-- start of Document section --
In [1]:
import numpy as np
import pandas as pd
import statsmodels.api as sms
from statsmodels.stats.power import GofChisquarePower

In [5]:
# Run a chi-square test for independence

import numpy as np
from scipy.stats import chi2_contingency

# Example contingency table
# Rows: Categories of variable 1
# Columns: Categories of variable 2
data = np.array([[3164, (29614-3164)], 
                 [2077, (23294-2077)]])

# Perform the chi-square test
chi2, p, dof, expected = chi2_contingency(data)

# Print the results
print(f"Chi2 Statistic: {chi2}")
print(f"P-value: {p}")
print(f"Degrees of Freedom: {dof}")
print("Expected Frequencies:")
print(expected)

Chi2 Statistic: 45.45166424827888
P-value: 1.5645254019612348e-11
Degrees of Freedom: 1
Expected Frequencies:
[[ 2933.52562939 26680.47437061]
 [ 2307.47437061 20986.52562939]]


In [2]:
import scipy.stats as stats

# Observed values: clicks and non-clicks for versions A and B
observed = [[1935, (15551-1935)], [487, (3452-487)]]

# Perform chi-squared test
chi2_stat, p_val, dof, ex = stats.chi2_contingency(observed)

# Output the results
print(f"Chi-squared Statistic: {chi2_stat}")
print(f"P-value: {p_val}")
print(f"Degrees of Freedom: {dof}")


Chi-squared Statistic: 6.891669613013987
P-value: 0.008659834679724454
Degrees of Freedom: 1


In [2]:
(296838/2)-815

147604.0

### Fishers Exact Hypothesis Test

In [1]:
from scipy.stats import fisher_exact
import numpy as np

# Record the number of successes and failures for each group
clicks_A, clicks_B = 1236, 1334
impressions_A, impressions_B = 163686/2, 163686/2

# Define the 2x2 contingency table for the AB test
contingency_table = [[clicks_A, impressions_A], [clicks_B, impressions_B]]

# Perform Fisher's Exact Test
oddsratio, p_value = fisher_exact(contingency_table)

# Print results
print(f"Fishers Exact A/B Test Results:")
print(f"Group A: {clicks_A} clicks out of {impressions_A} impressions")
print(f"Group B: {clicks_B} clicks out of {impressions_B} impressions")
print(f"Odds ratio: {oddsratio:.4f}")
-- end of Document section --
-- start of Extracted information --
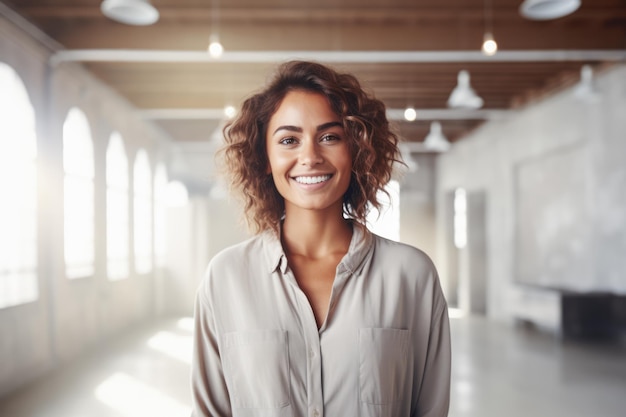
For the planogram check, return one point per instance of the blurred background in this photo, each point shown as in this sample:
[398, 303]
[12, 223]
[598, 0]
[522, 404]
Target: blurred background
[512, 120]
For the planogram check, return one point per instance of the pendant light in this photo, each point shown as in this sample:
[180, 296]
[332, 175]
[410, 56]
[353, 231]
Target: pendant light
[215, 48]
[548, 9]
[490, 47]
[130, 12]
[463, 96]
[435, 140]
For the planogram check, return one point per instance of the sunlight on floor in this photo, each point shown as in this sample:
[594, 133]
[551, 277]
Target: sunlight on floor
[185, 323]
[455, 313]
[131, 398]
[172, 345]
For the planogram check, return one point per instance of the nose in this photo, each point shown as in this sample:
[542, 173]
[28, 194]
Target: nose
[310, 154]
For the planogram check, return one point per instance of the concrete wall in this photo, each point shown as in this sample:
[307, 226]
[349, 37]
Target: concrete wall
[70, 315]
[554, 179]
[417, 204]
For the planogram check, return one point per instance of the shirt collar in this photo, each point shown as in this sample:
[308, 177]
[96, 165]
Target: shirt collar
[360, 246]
-- end of Extracted information --
-- start of Extracted information --
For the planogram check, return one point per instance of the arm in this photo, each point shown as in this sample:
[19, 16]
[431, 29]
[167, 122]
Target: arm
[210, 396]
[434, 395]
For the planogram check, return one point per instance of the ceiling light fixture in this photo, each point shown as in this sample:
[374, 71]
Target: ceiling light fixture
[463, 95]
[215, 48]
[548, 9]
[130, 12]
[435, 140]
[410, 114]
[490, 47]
-- end of Extracted information --
_Set problem_
Reproduce, character for character, the stretch of the hypothesis-testing notebook above from "# Observed values: clicks" through "ex = stats.chi2_contingency(observed)".

_The reply_
# Observed values: clicks and non-clicks for versions A and B
observed = [[1935, (15551-1935)], [487, (3452-487)]]

# Perform chi-squared test
chi2_stat, p_val, dof, ex = stats.chi2_contingency(observed)